GIVEN PASSAGE =>
-------------------------
Perhaps it takes the mass media to illustrate the skewed focus of corporate law. Here we have the [at least for now] CEO of Tribune Company, Randy Michaels, under fire for a lot of superficial things, such as an alleged frat house atmosphere in the company, while his role in the company going into and staying in bankruptcy during his three year tenure wasn’t enough to bring about such scrutiny or cause the board concern about its own exposure. It took a misstep by one of his subordinates in circulating an offensive video and public disclosure of a ‘frat house’ atmosphere to bring things to this point. (Tribune Co. CEO Randy Michaels: I have not resigned, Chicago Tribune, 10/19/2010)

But sources said board members were concerned that Michaels had publicly embarrassed an iconic Chicago institution, made many of its employees uncomfortable, and had aggravated an already-tortuous 22-month-old bankruptcy process at a highly delicate stage.

In light of those issues, board members also were becoming concerned that the behavior of Michaels and his management team might open them up to legal action over their fiduciary duty to protect the company, the sources said.

To be clear: the juvenile hijinks are wrong, probably illegal and ill-befitting of an executive of a major public company. However, they and the public embarrassment and employee discomfort are a peripheral matter in the grand scheme of things and have nothing to do with return to shareholders, or in this case, creditors, which should as a matter of law, be the board’s focus. Something is wrong with a scenario where a board is motivated to act in accordance with its fiduciary duty only when raucous behavior comes to light, and had no such motivation in the face of poor financial performance resulting in a protracted bankruptcy, and drastic loss of market share.

Something needs to be done about our corporate law environment when CEO’s who have enough sense to avoid personal indiscretions (or keep them private) get a pass on poor strategy or execution, and their performance is subjected to real scrutiny only when juvenile antics come into public view. Similarly, boards should have at least as much legal exposure when they don’t hold management accountable for a lousy job with their core functions as when they don’t react to personal level foolishness.

It’s a curious legal environment indeed when an HP CEO who presided over a doubling of shareholder value and a Tribune CEO who presided over a bankruptcy filing and deterioration of business value during the process suffer the same fate on account of extracurricular personal indiscretion. It’s also a reflection of a system that needs drastic updating to take substantive performance into account as part of directors’ fiduciary duty.
-------------------------
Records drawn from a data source
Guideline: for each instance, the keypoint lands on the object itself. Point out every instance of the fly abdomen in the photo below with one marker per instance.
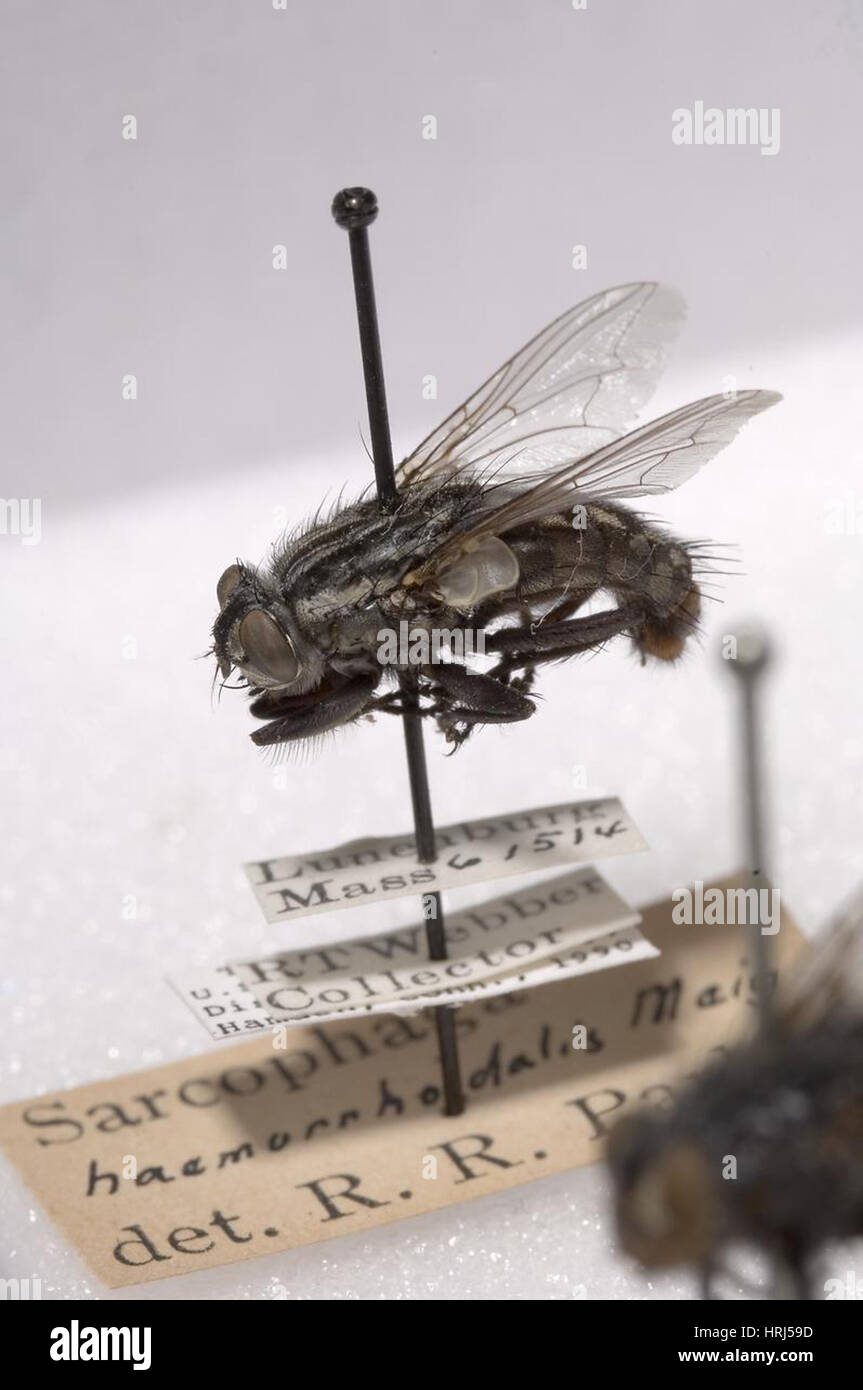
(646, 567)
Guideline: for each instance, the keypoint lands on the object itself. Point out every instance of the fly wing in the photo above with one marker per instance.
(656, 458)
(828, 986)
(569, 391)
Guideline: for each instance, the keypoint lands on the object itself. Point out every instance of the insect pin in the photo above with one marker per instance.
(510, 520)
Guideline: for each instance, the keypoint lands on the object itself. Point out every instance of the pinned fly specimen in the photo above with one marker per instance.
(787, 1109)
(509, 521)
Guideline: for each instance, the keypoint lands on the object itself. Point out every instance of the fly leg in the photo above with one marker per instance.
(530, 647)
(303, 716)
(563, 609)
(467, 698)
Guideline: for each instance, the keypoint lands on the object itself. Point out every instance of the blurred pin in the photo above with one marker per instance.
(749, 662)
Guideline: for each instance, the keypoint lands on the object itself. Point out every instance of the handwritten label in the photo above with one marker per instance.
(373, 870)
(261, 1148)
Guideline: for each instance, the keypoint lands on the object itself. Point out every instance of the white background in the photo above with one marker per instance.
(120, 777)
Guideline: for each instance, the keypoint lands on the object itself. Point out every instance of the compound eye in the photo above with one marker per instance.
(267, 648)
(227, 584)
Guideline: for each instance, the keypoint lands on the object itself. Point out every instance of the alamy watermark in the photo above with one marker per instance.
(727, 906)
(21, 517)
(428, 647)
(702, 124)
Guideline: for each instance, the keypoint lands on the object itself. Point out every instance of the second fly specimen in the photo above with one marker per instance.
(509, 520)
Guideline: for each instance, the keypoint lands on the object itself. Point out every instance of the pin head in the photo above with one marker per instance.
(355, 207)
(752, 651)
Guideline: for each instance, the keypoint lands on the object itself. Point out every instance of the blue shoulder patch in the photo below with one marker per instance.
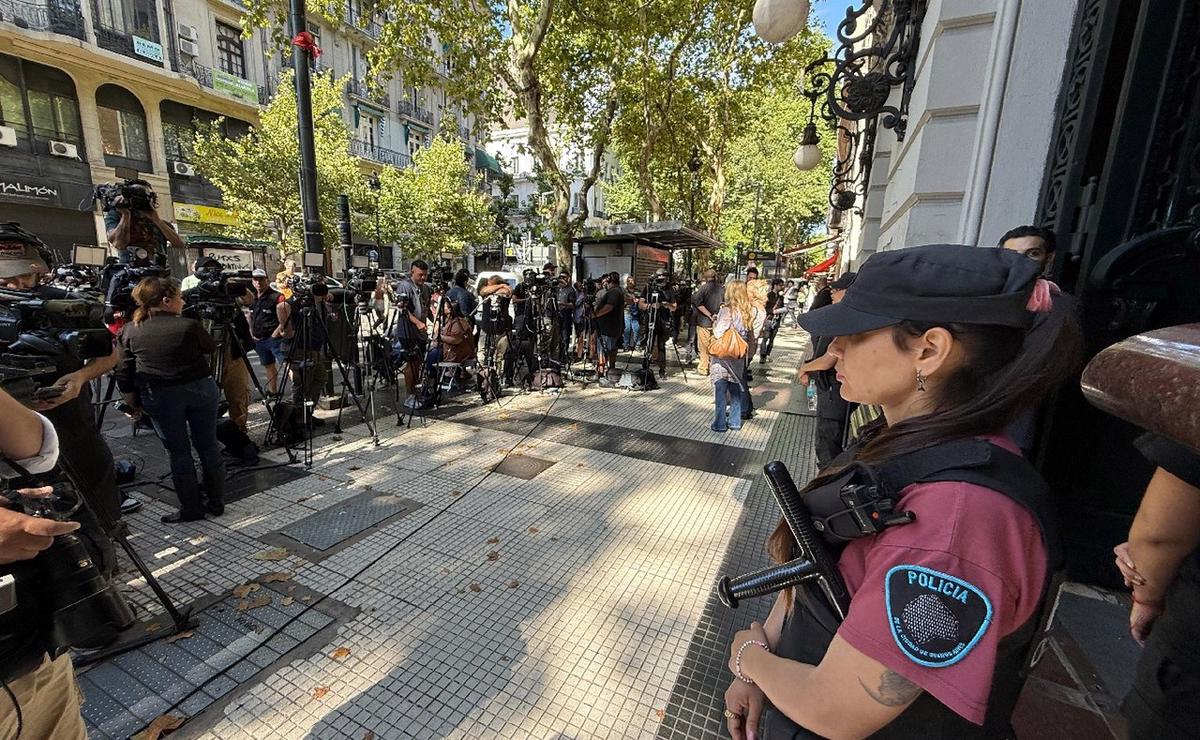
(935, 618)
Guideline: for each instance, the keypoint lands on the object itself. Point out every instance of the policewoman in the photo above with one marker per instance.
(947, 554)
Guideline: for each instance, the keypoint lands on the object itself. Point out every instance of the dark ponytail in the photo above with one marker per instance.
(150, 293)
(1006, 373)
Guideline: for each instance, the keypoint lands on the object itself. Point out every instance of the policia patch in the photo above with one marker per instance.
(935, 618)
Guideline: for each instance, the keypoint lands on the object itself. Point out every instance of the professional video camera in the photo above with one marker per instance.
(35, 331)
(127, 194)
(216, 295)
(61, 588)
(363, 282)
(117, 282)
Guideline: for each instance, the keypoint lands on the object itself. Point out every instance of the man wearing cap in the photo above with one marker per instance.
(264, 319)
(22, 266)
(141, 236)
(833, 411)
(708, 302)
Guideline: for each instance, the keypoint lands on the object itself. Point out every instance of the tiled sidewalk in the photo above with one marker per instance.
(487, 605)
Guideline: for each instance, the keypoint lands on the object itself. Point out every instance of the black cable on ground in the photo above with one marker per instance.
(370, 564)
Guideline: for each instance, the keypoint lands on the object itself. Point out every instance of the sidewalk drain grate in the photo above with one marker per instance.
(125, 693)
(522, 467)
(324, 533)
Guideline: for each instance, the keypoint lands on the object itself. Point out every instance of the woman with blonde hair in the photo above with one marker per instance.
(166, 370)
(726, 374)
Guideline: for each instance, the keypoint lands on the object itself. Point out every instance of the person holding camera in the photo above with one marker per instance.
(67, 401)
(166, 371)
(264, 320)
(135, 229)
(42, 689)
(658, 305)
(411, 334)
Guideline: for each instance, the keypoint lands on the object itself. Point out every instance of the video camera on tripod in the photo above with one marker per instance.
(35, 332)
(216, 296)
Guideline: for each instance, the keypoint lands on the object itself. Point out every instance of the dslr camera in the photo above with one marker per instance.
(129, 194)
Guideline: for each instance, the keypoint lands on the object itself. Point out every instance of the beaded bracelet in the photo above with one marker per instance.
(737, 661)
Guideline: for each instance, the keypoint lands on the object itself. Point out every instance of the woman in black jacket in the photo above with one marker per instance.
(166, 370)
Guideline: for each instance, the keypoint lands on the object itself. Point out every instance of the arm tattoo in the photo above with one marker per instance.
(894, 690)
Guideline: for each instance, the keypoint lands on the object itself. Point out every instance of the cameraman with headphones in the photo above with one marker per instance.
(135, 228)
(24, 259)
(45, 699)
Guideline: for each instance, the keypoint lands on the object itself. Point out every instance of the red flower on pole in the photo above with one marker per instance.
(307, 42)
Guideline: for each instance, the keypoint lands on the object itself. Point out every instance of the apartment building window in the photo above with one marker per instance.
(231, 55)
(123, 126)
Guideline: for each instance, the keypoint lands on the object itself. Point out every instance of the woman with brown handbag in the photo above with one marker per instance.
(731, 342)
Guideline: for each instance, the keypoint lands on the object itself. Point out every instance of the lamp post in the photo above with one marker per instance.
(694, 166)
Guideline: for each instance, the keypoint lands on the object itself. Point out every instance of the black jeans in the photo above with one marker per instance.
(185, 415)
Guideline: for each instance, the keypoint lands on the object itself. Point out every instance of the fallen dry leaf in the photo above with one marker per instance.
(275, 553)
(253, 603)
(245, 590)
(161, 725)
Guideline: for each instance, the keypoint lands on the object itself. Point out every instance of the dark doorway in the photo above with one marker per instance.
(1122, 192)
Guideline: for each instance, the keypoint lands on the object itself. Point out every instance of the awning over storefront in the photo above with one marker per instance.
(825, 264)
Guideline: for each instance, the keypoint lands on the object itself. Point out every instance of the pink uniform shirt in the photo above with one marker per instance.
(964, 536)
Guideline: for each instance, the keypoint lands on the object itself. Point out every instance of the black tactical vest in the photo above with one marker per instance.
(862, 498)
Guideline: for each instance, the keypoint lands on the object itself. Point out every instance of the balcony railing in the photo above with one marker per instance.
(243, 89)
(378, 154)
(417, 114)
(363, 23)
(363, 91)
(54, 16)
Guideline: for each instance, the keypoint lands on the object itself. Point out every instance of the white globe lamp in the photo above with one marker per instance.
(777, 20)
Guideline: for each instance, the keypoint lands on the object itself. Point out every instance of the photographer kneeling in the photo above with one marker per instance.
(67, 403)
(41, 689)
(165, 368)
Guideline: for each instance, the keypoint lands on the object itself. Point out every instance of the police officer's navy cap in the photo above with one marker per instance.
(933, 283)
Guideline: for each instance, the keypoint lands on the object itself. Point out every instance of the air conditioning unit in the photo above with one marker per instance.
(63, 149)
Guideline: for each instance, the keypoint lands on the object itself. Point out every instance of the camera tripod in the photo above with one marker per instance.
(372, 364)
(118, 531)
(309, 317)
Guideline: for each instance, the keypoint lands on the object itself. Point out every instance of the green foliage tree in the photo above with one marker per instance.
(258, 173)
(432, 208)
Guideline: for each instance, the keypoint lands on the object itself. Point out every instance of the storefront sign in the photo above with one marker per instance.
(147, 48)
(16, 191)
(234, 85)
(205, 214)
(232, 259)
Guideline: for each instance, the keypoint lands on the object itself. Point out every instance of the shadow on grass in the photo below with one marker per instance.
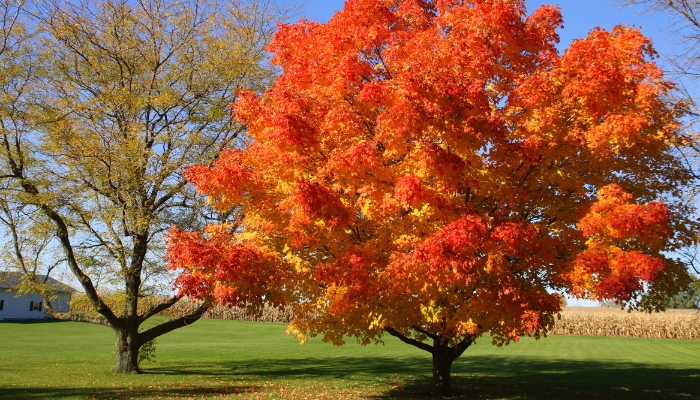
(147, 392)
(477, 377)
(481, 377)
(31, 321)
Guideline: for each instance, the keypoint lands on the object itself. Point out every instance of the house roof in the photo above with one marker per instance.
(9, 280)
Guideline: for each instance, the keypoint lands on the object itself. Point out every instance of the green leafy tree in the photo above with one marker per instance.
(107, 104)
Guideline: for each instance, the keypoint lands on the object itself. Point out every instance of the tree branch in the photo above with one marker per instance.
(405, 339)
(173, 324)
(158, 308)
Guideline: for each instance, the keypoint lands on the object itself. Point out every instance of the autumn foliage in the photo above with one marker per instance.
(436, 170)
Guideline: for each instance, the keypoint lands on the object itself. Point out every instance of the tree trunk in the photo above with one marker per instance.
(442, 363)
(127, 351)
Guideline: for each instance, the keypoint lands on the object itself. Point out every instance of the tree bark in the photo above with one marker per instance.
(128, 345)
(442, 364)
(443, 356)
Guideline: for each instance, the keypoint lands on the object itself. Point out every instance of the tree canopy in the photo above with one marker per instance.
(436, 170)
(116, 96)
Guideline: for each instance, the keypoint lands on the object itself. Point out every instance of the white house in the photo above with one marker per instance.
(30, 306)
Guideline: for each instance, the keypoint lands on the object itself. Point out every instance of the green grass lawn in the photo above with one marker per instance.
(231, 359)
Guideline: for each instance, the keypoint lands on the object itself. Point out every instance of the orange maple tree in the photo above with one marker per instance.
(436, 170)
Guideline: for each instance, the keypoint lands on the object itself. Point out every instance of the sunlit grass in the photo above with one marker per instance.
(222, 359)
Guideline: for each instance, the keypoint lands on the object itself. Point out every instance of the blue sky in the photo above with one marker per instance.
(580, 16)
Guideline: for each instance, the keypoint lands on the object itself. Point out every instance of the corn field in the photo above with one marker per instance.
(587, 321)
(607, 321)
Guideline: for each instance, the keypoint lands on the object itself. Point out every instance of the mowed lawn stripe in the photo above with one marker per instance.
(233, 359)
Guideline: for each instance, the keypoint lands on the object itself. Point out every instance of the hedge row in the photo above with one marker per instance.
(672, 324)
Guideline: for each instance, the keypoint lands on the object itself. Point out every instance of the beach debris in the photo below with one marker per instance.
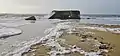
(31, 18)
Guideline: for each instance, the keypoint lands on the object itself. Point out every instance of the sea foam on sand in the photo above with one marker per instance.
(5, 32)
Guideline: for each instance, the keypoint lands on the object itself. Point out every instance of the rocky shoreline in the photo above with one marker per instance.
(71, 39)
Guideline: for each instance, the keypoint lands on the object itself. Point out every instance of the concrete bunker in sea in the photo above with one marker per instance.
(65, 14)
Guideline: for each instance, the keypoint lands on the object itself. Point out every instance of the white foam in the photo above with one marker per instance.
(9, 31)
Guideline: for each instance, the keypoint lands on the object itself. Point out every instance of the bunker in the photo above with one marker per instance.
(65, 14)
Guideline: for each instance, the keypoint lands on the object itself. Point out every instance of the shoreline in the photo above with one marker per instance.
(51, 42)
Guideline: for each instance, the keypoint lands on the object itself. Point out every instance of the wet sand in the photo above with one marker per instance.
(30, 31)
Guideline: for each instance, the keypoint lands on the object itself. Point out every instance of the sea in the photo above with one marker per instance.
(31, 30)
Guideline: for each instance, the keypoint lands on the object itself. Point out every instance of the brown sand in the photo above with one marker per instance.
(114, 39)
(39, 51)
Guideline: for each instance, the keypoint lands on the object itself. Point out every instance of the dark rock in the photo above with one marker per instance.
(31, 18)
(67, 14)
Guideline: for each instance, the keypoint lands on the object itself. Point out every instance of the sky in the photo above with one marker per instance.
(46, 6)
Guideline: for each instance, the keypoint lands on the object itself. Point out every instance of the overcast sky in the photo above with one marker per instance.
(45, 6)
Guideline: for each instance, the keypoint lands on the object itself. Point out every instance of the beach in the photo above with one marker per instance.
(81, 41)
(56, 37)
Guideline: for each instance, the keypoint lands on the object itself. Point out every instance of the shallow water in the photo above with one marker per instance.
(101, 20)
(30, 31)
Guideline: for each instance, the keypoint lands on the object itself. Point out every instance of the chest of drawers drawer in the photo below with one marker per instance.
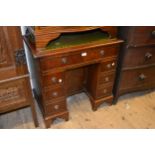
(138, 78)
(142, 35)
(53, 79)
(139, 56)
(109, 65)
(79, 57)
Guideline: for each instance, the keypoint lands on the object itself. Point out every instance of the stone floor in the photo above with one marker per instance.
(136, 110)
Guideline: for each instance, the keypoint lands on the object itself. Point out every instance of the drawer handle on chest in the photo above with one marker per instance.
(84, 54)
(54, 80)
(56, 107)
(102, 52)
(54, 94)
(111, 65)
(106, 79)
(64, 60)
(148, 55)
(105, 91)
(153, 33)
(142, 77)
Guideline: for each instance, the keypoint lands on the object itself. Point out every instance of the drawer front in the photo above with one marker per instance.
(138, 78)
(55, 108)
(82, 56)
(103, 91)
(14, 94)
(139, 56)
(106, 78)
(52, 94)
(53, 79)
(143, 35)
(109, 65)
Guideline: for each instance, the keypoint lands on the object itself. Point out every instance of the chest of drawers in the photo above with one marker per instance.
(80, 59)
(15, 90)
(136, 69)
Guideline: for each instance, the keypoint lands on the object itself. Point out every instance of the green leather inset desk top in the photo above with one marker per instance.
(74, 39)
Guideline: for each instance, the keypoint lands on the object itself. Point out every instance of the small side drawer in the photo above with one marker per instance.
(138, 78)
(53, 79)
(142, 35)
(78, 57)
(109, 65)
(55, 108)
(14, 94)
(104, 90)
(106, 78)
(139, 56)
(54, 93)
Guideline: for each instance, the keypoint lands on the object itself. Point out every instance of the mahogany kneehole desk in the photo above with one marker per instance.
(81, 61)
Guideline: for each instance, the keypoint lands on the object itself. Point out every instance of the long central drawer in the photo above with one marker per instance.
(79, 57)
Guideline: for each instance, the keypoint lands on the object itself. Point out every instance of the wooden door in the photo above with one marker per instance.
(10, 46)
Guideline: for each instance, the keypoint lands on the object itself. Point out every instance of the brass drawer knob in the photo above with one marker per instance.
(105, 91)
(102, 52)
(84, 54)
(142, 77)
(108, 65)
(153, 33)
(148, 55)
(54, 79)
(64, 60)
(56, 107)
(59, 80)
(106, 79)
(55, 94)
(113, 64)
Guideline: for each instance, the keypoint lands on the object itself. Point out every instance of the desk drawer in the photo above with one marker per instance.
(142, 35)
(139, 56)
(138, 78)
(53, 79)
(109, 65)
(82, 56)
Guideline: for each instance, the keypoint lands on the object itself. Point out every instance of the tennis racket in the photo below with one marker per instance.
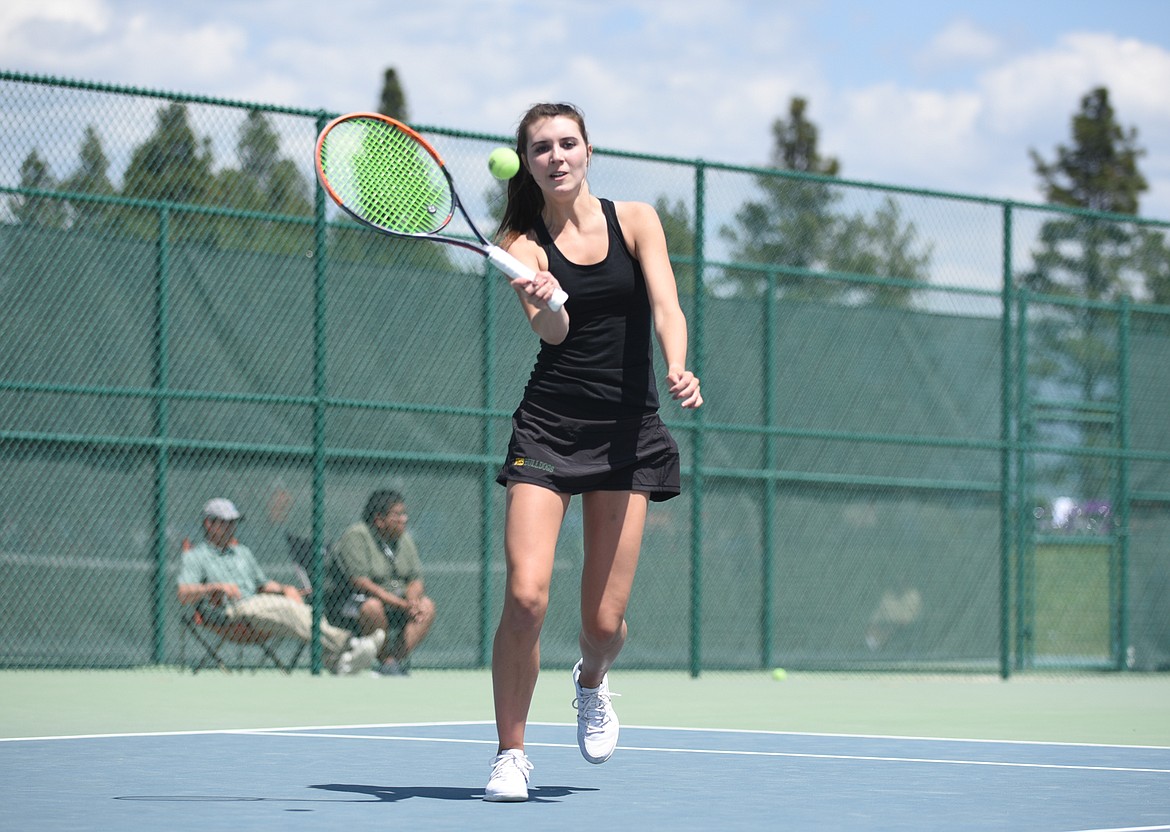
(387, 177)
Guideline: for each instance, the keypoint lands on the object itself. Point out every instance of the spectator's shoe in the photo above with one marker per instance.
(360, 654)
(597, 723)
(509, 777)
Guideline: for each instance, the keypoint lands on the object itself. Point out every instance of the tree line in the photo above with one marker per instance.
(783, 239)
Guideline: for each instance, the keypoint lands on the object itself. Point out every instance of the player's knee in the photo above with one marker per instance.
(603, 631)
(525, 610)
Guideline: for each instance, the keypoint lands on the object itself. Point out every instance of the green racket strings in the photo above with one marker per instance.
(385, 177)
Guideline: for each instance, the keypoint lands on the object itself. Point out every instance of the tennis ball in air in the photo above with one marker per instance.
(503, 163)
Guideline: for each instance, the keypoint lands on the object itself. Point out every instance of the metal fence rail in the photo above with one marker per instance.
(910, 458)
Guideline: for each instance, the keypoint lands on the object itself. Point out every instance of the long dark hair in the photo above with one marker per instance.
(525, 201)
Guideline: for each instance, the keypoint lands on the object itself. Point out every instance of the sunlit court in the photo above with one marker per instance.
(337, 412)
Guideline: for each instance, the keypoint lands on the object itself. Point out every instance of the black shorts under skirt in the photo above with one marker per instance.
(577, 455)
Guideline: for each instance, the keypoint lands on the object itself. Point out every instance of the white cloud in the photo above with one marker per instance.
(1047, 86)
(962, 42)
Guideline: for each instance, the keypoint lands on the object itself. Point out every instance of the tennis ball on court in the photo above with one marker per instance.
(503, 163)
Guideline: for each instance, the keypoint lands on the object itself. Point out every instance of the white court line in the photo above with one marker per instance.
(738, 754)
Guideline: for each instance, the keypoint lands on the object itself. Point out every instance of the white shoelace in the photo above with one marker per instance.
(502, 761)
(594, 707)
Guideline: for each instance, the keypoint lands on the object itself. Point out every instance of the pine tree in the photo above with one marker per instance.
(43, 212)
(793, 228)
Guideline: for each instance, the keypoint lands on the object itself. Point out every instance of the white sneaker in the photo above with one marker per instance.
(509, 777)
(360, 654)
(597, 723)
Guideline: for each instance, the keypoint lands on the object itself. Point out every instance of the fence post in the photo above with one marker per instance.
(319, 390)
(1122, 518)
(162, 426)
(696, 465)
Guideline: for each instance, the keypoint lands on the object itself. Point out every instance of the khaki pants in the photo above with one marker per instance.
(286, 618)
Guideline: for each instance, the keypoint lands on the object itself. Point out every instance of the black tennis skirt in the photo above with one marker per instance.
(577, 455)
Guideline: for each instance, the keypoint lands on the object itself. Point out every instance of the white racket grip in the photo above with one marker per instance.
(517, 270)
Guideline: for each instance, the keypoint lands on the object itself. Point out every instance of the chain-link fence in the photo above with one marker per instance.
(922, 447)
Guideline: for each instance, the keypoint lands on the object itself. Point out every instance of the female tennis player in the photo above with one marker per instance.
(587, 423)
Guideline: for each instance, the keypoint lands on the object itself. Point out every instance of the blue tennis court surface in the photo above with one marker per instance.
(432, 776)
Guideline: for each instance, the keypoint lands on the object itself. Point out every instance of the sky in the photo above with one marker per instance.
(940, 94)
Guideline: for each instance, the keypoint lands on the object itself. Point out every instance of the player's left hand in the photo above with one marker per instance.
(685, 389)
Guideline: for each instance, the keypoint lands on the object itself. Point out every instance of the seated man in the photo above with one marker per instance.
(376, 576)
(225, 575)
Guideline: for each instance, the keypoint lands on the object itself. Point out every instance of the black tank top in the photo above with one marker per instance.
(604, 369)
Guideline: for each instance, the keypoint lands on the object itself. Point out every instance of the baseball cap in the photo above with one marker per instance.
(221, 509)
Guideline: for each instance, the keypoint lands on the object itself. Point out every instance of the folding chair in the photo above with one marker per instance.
-------------------------
TASK OBJECTIVE =>
Return the passage of the corporate law commentary from "It’s a curious" up to and including "directors’ fiduciary duty.", copied word for word. These entries are separate material and have no connection to the corporate law commentary.

CORRECT ANSWER =>
It’s a curious legal environment indeed when an HP CEO who presided over a doubling of shareholder value and a Tribune CEO who presided over a bankruptcy filing and deterioration of business value during the process suffer the same fate on account of extracurricular personal indiscretion. It’s also a reflection of a system that needs drastic updating to take substantive performance into account as part of directors’ fiduciary duty.